## Instructions for the task
Give the number of lines in the records below that contain the word "drawer", counting case-sensitive matches only. Reply with the number alone.

## Supplied material
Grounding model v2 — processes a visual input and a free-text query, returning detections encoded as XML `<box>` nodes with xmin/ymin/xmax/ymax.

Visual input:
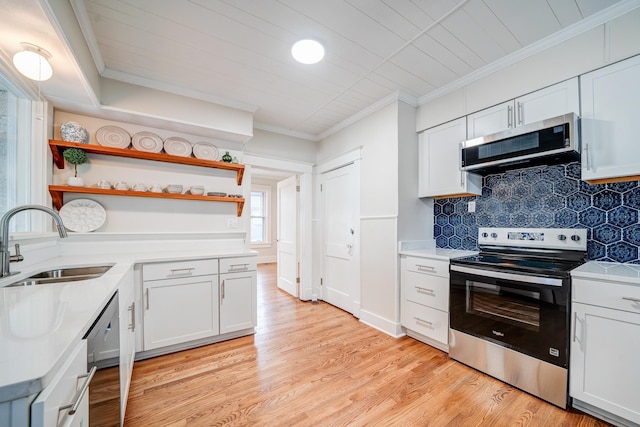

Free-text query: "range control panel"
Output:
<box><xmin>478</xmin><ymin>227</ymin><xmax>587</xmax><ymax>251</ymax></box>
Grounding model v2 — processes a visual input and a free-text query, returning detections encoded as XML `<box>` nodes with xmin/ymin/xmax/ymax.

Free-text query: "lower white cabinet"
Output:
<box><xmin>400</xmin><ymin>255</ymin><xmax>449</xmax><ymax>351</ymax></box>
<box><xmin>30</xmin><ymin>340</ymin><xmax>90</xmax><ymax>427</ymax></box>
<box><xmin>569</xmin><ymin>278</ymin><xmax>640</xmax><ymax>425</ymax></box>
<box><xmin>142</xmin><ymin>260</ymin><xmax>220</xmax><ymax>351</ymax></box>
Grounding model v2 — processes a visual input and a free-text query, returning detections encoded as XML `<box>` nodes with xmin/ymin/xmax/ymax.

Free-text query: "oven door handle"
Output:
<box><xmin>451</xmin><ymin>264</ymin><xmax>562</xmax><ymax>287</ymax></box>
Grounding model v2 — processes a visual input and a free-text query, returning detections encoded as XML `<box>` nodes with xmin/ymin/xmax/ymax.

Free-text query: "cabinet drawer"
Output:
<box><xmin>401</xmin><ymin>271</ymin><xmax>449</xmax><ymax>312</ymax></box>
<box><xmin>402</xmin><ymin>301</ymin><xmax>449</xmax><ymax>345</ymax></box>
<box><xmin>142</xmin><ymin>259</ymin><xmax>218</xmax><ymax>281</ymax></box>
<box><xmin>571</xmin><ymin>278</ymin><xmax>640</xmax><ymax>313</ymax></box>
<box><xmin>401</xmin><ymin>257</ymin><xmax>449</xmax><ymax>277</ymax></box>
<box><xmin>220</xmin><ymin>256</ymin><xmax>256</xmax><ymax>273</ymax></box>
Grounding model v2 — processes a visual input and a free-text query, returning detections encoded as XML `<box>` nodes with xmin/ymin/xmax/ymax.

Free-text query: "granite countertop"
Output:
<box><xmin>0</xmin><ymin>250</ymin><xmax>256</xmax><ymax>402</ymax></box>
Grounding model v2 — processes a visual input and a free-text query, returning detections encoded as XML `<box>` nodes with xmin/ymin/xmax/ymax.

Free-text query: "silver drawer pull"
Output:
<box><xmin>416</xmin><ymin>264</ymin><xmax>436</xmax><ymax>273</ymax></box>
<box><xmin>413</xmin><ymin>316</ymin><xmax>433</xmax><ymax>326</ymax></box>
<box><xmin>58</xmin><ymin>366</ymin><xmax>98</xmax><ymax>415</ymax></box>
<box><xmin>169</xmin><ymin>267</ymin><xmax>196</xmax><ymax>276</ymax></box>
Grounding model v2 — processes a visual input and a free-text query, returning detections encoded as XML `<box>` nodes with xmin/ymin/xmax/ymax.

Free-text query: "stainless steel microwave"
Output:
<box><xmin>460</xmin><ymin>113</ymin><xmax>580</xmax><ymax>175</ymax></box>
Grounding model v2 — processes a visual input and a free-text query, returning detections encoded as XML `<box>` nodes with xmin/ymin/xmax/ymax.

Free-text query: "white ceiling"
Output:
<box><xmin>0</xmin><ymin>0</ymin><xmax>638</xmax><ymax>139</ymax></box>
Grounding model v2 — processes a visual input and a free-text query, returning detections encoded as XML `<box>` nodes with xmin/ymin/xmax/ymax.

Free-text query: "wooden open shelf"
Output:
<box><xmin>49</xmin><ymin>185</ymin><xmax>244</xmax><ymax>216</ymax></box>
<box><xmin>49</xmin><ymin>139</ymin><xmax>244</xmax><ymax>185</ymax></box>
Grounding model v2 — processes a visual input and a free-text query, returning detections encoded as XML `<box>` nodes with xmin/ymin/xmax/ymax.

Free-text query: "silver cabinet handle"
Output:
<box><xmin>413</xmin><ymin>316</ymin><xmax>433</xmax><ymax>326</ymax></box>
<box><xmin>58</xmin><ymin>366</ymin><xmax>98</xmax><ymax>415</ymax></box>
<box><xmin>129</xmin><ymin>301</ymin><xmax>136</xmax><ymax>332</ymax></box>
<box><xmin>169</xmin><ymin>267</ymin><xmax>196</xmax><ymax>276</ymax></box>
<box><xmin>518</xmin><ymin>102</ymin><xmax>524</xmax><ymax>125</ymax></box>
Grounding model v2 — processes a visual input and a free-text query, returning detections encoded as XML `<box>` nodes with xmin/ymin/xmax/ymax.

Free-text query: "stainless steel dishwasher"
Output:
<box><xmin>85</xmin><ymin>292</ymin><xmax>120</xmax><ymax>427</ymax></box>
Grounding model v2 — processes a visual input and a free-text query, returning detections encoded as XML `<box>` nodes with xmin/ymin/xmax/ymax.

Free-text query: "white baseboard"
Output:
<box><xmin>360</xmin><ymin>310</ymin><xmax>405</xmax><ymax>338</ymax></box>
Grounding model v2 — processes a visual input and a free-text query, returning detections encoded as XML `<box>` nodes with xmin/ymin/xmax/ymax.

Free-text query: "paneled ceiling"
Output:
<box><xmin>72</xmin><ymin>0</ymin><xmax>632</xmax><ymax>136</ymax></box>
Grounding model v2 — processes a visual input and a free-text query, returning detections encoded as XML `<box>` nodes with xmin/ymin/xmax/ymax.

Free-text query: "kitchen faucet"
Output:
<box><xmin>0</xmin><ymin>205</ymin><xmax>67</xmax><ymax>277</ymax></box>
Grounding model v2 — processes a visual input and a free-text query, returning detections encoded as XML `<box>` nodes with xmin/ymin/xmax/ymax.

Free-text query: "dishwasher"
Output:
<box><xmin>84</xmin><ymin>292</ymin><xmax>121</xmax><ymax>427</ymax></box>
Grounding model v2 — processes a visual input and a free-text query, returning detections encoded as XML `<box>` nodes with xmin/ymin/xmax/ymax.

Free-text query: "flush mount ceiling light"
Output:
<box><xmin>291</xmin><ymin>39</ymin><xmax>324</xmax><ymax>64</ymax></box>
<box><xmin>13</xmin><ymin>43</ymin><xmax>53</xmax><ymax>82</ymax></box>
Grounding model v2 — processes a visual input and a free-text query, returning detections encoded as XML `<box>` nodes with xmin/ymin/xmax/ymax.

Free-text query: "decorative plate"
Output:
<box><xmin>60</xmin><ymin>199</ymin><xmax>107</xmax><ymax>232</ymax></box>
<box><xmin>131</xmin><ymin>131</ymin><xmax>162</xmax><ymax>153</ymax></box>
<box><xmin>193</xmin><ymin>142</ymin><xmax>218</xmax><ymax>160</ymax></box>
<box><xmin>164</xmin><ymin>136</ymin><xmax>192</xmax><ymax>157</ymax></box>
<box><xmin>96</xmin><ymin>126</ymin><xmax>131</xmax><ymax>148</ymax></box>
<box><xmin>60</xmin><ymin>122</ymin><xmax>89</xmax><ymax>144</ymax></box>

## Solution for this exercise
2